### Regels uit een dataset voor het labelen van kaders

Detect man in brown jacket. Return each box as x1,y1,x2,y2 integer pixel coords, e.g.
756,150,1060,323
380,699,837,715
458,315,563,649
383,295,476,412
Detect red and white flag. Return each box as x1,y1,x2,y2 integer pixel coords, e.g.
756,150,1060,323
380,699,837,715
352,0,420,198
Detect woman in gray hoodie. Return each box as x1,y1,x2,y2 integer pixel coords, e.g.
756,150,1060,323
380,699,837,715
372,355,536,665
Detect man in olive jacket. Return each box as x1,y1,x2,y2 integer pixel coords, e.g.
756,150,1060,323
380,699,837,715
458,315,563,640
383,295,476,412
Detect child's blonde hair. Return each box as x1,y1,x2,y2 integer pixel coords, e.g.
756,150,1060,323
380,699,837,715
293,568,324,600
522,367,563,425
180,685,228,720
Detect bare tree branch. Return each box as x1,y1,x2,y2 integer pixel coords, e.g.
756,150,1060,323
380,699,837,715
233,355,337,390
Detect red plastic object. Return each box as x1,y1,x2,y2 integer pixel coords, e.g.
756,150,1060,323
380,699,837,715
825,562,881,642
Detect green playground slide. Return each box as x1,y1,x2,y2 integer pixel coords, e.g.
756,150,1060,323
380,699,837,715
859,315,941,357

### Gegeven opdracht
Zet alle bovenstaande regels om in een JSON-lijst van strings, met één string per regel en zonder lege regels.

### Oplossing opdracht
[
  "Detect man in brown jacket. Return each box as x1,y1,x2,y2 integer pixel coords, e.g.",
  "756,150,1060,323",
  "380,699,837,715",
  "458,315,563,649",
  "383,295,476,412",
  "Detect red and white flag. Return each box as x1,y1,x2,y2 integer pixel coords, e.g.",
  "756,150,1060,323",
  "380,699,837,715",
  "352,0,420,198",
  "Detect woman in gray hoodie. Return each box as x1,y1,x2,y2 integer pixel coords, e.g.",
  "756,150,1060,323",
  "380,699,837,715",
  "372,355,536,665",
  "Detect man in olive jacket. Return each box as x1,y1,x2,y2 integer pixel coords, e.g.",
  "756,150,1060,323",
  "380,699,837,715",
  "458,315,563,640",
  "383,295,476,412",
  "Detect child's blonde hair. Return each box as x1,y1,x2,y2 integer pixel coords, e.g.",
  "756,150,1060,323",
  "380,699,837,715",
  "293,568,324,600",
  "522,367,563,425",
  "180,685,228,720",
  "Detect bare tree branch. Return each box as x1,y1,x2,y2 integer pixel coords, e.g.",
  "756,150,1060,323",
  "380,699,837,715",
  "233,355,337,390",
  "Detect red plastic object. Return each box as x1,y1,x2,y2 integer pixel coords, e.g.",
  "756,150,1060,323",
  "380,699,837,715",
  "825,562,881,642",
  "Detect green playground slide. Return each box as x1,y1,x2,y2 integer pixel coords, e.g.",
  "756,150,1060,323",
  "380,699,837,715",
  "859,315,941,357"
]